▶ [Exercise description]: Reproduce each of the following items word for word, omitting the pictures from your answer.

[begin Data for processing]

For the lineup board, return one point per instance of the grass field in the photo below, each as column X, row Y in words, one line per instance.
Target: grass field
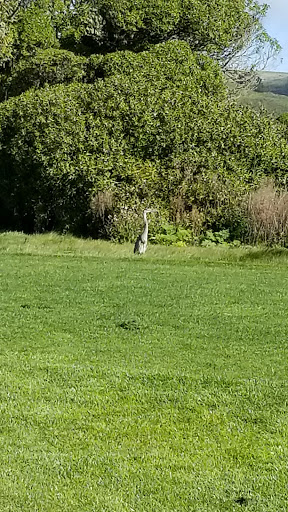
column 154, row 383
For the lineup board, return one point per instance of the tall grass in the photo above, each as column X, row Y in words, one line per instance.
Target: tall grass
column 267, row 215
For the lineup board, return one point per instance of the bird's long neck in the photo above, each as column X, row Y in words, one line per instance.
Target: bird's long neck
column 145, row 232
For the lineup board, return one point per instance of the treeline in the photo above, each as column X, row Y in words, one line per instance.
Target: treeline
column 109, row 108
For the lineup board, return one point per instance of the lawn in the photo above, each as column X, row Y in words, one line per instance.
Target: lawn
column 146, row 384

[end Data for processing]

▶ [The answer]:
For the lineup board, return one point per instance of the grass field in the photo below, each as column X, row Y in words, one line per instance.
Target: grass field
column 154, row 383
For the lineup board, return one point per instance of the tall grass in the photo above, each as column X, row Y in words, one line per instance.
Target: tall grass
column 267, row 215
For the lineup board, return one point per instance of the bird's long neck in the photo above, each as column X, row Y in words, one line per instance.
Target: bird's long neck
column 145, row 232
For the lineup board, return one point per instance of the treeline in the photo above, each as column X, row Y in words, one line per instance.
Target: treeline
column 109, row 108
For the lineup board, return one point per instance of the lawn in the photo above, each as column X, row Y in words, one line per instance.
Target: lawn
column 146, row 384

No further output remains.